— start —

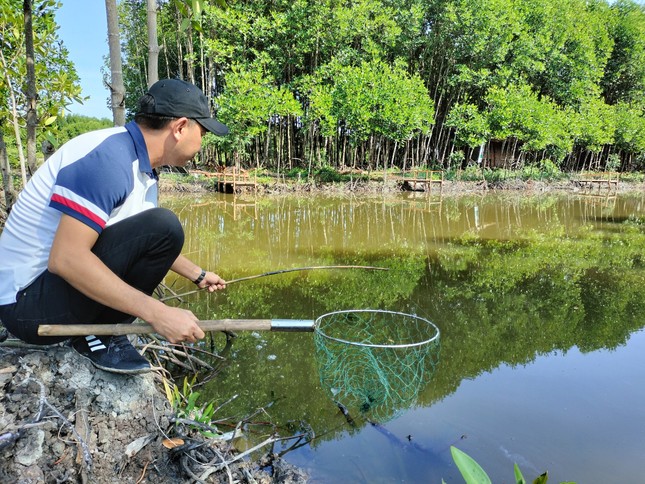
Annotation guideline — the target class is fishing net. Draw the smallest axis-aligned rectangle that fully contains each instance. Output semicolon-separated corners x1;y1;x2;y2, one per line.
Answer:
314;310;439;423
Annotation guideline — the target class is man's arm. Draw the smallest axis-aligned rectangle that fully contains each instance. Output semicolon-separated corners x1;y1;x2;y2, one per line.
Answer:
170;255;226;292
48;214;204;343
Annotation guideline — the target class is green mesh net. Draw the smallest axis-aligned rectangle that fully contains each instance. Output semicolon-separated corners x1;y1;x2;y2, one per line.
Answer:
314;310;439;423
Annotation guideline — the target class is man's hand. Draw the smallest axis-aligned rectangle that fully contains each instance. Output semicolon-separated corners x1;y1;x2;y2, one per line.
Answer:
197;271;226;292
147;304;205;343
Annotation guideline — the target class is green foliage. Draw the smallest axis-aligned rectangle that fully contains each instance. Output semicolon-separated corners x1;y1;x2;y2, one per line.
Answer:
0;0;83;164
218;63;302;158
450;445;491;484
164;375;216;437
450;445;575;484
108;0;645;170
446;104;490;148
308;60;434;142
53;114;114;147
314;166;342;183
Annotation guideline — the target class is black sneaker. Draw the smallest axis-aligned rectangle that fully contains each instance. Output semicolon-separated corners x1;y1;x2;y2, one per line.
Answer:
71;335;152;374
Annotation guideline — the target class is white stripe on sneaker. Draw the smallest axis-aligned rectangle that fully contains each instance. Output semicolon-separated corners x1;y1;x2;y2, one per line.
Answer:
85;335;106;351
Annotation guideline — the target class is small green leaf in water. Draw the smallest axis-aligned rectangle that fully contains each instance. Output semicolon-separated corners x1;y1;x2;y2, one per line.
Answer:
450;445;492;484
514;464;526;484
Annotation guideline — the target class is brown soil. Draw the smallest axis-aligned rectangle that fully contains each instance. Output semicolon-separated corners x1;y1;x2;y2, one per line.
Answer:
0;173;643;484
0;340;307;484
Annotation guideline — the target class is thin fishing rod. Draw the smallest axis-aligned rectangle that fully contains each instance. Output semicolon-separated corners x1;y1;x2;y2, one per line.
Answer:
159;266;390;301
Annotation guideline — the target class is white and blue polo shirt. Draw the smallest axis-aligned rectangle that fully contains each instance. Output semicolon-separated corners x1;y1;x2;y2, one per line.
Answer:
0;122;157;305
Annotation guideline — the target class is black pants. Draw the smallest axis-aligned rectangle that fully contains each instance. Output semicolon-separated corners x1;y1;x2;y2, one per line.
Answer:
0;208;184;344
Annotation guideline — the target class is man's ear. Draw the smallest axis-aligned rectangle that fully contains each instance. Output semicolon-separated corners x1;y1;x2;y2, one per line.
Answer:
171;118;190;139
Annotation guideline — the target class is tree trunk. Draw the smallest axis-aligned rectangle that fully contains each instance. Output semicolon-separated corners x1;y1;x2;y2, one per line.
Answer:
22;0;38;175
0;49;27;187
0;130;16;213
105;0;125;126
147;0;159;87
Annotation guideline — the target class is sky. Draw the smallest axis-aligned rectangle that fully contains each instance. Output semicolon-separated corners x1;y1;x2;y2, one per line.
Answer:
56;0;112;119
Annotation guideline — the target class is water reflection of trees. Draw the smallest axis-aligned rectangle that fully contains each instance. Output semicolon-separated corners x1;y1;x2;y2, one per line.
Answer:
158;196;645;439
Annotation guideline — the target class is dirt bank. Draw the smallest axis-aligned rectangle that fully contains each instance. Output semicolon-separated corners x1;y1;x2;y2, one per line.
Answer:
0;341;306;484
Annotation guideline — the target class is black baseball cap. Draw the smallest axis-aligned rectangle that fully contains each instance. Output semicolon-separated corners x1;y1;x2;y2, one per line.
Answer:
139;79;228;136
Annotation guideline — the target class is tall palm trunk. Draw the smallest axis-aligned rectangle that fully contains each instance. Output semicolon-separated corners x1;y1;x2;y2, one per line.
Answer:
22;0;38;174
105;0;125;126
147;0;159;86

— end —

Rewrite all of the rows above, replacing "target class" with "object category" and leaving everything else unchanged. Leave out the pictures.

Annotation guideline — the object category is fishing net. Draw the smallest axis-aligned rectangle that fully contains each instance. Output semicolon-separated corners x1;y1;x2;y2, one per line.
Answer:
314;310;439;423
Annotation guideline — the object category is man's arm. Draw the smallest axis-aligned rectangle that fully contains each instance. Output semicolon-separated corners x1;y1;x2;y2, one per line.
Answer:
170;255;226;292
48;214;204;343
Annotation guideline — the object category is green mesh net. Draw the smallest axis-aligned rectangle that fully contains each instance. Output semicolon-separated corners x1;y1;x2;y2, one per line.
Answer:
314;310;439;423
Annotation guideline — the object category is man's hand. Draw the smallest axis-aligned rectangle that fully contains each instance. Output semicolon-separated corners x1;y1;x2;y2, one per line.
Answer:
197;271;226;292
147;304;205;343
Annotation guideline — the object category is green foliage. Draw the smallest axis-aligned rectangle that fully contains each instance. Output semicolon-separated corners x1;y1;x2;y2, one per line.
Answer:
0;0;83;164
218;63;302;158
450;445;491;484
164;375;216;437
450;445;575;484
108;0;645;170
446;104;490;148
308;60;434;142
53;114;114;147
314;166;342;183
Annotation guideline — the object category is black sneaker. Draw the smallest axis-aligned rectangle that fully contains each instance. Output semicolon-separated corners x1;y1;x2;y2, one per line.
Answer:
71;335;152;374
Annotation guideline — the object category is white stripe on sneaker. Draw the smallest axis-aligned rectangle that fully contains each instance. Output semicolon-separated corners x1;y1;x2;y2, one per line.
Answer:
85;335;106;351
Annotation guideline — the object category is small green leaf in water. Draw the smallest axis-aligned rectangle that fully contains each instance. Output semicolon-separated corners x1;y1;x2;y2, one per line.
Answer:
450;445;492;484
514;464;526;484
Annotation guideline — the object category is brown soil. Draw the smallest axis-aligned rectangle that fully contains each instance. Output semicolon-separated corners x1;y1;x2;y2, one per line.
Answer:
0;173;643;484
0;340;307;484
Annotation guideline — the object category is thin fishing rod. Draw the smallest axis-aligned rectangle that fully contains each instance. Output semicolon-separated corners x1;y1;x2;y2, one per line.
Answer:
159;266;390;301
Annotation guideline — the object category is white and blue polo shirt. Draw the smallest axis-aligned rectangle that fully contains each instance. Output semicolon-separated corners x1;y1;x2;y2, one per line.
Answer:
0;122;157;305
Annotation guideline — the object category is black pants. Draw the smallest axis-aligned rectangle that fully contains each instance. Output semicolon-separated corners x1;y1;x2;y2, one per line.
Answer:
0;208;184;344
Annotation guideline — the object category is man's ear. Draw the smallest axis-aligned rectangle that fully contains each instance. Output semicolon-separated corners x1;y1;x2;y2, one per line.
Answer:
171;118;190;139
Annotation guideline — the object category is tree trunk. Draw the smallest axis-aligned rectangle that fully contains each instance. Output semicolon-separated corners x1;y1;x2;y2, one per line.
Answer:
22;0;38;175
0;49;27;187
0;130;16;213
105;0;125;126
147;0;159;87
Annotation guideline — the object category is sky. Draw the smallest axis-aligned rectangle that fully contains each instance. Output semicolon-separated corners x1;y1;x2;y2, one per line.
Answer:
56;0;112;119
Annotation guideline — the object category is water reflection of trees. Draw the smallest axis-aligned rectangle that fully contains each instance. Output semicolon-separated corners x1;y1;x2;y2, one per line.
Answer:
158;196;645;439
Annotation guideline — the object category is dirt bank. Draw the smallest axis-aligned rectangle that fully contains each instance. Output semicolon-separated corners x1;y1;x2;y2, one per line.
Answer:
0;341;306;484
Annotation guideline — the object category is black baseball cap. Draw the smallest axis-aligned rectangle that fully contains each instance. Output semicolon-separated corners x1;y1;x2;y2, one per line.
Answer:
139;79;228;136
Annotation guideline — the object category is tall palm trunk. Draw the smallest axis-aligned rectangle that fully contains each instance. Output semicolon-separated corners x1;y1;x2;y2, one per line.
Answer:
22;0;38;174
105;0;125;126
147;0;159;86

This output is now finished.